- Problem:
Reproduce the part of the listing below that opens with the line containing "# test: point to the shadow" and closes with the line containing "Query: shadow on pavement", keeping both of those lines and every line between them unchanged. Leave the picture out of your answer.

- Supplied data:
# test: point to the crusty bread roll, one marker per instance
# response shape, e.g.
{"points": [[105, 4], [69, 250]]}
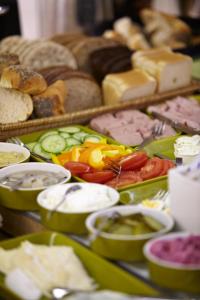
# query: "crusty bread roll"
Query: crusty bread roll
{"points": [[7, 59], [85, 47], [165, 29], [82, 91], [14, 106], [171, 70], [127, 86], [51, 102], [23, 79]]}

==

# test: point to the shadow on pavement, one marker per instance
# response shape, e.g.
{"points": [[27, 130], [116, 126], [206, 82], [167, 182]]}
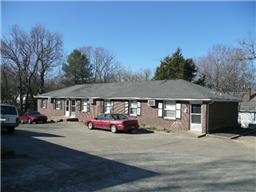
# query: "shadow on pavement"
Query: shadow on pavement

==

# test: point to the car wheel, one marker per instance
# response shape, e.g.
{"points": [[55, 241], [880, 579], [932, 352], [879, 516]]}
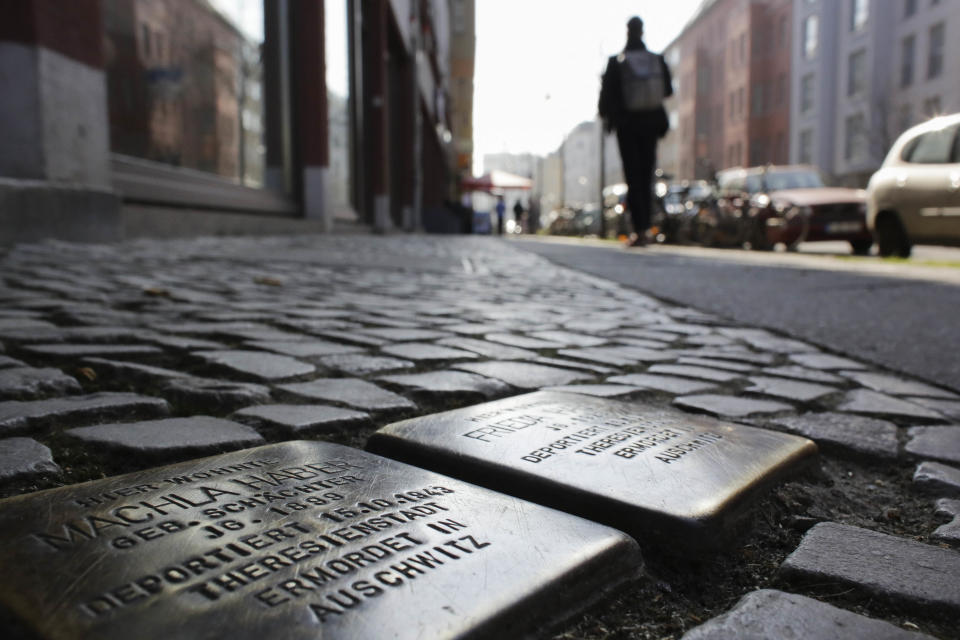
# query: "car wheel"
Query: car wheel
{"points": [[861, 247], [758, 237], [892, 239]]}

- The completed task:
# test: point to the shadow on pavement, one marker per instance
# response shape, e.g.
{"points": [[27, 130], [116, 126], [206, 82], [167, 182]]}
# query: "shadow on pavement"
Query: shadow on pavement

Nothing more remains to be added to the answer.